- [INPUT MATERIAL]

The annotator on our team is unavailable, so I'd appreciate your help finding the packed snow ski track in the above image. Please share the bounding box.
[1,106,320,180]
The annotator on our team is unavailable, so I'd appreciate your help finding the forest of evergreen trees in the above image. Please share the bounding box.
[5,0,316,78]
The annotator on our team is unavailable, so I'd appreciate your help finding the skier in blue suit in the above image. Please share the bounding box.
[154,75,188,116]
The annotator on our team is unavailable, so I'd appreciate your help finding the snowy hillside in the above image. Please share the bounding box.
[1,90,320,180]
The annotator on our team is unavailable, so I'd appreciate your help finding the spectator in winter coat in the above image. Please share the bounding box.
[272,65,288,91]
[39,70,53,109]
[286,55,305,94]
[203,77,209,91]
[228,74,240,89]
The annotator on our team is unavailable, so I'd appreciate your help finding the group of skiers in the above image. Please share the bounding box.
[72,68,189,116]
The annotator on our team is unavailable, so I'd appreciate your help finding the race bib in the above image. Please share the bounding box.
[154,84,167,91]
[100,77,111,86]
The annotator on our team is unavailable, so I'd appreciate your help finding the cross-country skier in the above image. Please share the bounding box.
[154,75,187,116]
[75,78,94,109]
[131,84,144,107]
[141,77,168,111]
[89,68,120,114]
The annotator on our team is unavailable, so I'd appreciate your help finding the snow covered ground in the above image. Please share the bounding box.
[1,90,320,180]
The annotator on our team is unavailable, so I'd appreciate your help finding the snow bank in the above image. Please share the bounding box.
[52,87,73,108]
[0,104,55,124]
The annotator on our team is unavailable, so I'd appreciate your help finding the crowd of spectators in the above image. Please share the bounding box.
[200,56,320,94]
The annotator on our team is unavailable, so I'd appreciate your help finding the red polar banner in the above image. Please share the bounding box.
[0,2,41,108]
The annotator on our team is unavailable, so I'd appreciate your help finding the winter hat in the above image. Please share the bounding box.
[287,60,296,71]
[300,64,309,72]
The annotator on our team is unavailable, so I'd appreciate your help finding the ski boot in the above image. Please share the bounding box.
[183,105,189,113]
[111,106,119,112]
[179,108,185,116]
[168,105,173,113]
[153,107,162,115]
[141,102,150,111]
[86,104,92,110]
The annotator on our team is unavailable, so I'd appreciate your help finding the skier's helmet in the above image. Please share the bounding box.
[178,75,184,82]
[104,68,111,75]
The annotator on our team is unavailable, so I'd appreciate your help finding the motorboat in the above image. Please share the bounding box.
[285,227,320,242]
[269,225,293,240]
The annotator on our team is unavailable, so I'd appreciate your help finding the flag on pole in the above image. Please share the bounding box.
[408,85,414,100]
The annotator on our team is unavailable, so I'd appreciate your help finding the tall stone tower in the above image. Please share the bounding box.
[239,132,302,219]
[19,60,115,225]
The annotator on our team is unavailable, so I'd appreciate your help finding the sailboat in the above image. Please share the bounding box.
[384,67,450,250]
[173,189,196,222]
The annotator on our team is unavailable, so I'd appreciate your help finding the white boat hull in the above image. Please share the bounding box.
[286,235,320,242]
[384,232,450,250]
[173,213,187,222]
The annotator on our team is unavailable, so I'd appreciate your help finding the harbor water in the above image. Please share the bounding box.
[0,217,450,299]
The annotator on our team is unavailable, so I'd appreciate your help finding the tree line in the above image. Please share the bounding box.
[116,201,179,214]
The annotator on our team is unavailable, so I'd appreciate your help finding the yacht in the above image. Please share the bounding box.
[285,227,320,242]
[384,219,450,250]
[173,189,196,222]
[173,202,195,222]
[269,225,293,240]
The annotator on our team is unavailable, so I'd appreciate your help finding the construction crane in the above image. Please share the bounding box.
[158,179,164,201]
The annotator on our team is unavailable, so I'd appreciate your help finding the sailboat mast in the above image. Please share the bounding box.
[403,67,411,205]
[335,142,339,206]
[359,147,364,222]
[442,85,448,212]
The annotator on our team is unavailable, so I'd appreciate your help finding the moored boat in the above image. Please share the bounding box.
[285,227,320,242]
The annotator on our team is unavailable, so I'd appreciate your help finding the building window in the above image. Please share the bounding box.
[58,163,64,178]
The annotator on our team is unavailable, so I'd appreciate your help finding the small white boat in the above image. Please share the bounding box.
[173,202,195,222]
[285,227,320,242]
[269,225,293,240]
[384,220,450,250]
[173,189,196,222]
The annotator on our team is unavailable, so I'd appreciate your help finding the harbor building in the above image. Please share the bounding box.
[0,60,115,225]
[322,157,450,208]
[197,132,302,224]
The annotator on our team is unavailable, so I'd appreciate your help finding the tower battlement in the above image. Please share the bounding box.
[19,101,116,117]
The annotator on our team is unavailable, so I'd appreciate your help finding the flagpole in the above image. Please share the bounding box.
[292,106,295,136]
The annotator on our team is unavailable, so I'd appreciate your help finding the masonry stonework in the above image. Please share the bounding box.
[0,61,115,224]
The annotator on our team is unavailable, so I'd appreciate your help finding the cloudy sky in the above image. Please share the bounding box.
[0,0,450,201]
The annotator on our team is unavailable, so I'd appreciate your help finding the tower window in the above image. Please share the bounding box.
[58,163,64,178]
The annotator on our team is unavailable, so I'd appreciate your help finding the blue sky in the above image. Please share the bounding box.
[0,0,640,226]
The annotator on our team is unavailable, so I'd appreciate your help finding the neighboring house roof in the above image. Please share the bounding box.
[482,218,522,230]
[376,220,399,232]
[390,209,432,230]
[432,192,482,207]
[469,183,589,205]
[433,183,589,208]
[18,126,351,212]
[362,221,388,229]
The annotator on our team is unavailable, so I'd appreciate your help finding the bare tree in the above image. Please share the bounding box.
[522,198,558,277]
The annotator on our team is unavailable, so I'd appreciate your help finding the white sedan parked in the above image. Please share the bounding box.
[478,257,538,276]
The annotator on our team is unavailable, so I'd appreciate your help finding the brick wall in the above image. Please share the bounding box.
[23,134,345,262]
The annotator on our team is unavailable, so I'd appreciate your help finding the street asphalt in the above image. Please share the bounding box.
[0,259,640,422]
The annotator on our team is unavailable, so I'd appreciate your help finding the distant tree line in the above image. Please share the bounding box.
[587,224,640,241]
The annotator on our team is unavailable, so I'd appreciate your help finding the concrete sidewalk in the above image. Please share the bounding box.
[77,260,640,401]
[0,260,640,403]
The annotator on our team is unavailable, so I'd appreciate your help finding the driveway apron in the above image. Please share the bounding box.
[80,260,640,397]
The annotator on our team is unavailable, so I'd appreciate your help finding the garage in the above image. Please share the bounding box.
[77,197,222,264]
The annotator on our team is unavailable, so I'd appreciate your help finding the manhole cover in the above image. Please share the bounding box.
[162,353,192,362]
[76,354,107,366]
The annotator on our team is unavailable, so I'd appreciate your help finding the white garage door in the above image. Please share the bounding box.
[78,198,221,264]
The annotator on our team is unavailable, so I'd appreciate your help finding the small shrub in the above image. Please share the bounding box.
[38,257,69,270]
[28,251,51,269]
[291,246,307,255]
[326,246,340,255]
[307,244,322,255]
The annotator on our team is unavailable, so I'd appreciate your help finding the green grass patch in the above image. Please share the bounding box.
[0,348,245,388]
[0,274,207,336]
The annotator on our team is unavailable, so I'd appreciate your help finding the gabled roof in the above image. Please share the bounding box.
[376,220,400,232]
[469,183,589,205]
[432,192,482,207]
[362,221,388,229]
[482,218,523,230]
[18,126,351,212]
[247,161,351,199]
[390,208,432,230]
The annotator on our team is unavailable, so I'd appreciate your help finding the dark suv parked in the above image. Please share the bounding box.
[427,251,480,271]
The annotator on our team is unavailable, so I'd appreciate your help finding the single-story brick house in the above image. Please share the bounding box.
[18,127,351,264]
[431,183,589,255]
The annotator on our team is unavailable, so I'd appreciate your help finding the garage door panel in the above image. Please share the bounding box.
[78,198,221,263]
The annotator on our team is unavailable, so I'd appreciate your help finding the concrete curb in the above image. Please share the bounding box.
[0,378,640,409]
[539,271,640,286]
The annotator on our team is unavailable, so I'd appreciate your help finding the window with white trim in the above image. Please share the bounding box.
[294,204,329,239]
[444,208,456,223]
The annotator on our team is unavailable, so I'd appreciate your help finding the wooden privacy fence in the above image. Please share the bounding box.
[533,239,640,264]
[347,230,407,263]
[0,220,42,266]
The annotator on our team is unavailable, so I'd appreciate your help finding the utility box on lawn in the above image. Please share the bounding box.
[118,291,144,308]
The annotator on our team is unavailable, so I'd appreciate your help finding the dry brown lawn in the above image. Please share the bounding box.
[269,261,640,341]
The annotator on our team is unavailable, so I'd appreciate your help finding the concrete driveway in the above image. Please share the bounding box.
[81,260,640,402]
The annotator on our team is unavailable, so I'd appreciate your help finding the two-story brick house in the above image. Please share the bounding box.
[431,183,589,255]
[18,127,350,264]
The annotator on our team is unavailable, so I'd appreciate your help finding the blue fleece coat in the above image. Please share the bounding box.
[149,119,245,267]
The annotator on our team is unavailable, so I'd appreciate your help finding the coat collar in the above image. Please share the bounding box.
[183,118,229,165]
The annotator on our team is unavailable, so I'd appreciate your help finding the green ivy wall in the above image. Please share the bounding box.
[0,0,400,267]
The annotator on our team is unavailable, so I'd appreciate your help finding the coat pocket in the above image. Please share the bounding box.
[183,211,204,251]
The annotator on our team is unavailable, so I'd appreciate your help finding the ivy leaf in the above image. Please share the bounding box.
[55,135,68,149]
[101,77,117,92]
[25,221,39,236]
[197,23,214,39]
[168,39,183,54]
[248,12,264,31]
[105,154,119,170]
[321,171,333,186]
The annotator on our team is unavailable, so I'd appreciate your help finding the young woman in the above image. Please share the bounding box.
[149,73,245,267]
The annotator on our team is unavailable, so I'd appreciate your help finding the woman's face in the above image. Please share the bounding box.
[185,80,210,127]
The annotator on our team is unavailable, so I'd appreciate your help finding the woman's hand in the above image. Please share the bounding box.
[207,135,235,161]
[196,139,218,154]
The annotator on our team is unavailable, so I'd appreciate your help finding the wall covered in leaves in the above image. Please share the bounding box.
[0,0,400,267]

- [INSTRUCTION] Starting at the line containing "finding the driveway" and ending at the line containing "[76,354,107,366]", render those lines as a JSON list of strings with one string per line, omitting blank lines.

- [OUTPUT BELOW]
[
  "The annotator on our team is unavailable, so I'd appreciate your help finding the driveway apron in the above image. Please share the bounding box.",
  "[80,260,640,397]",
  "The annotator on our team is unavailable, so I'd appreciate your help finding the garage in the above image. Please share the bounding box.",
  "[77,197,222,264]",
  "The annotator on our team is unavailable, so I'd appreciate your help finding the manhole cover in the above image. Please share the bounding box.",
  "[162,353,192,362]",
  "[76,354,107,366]"
]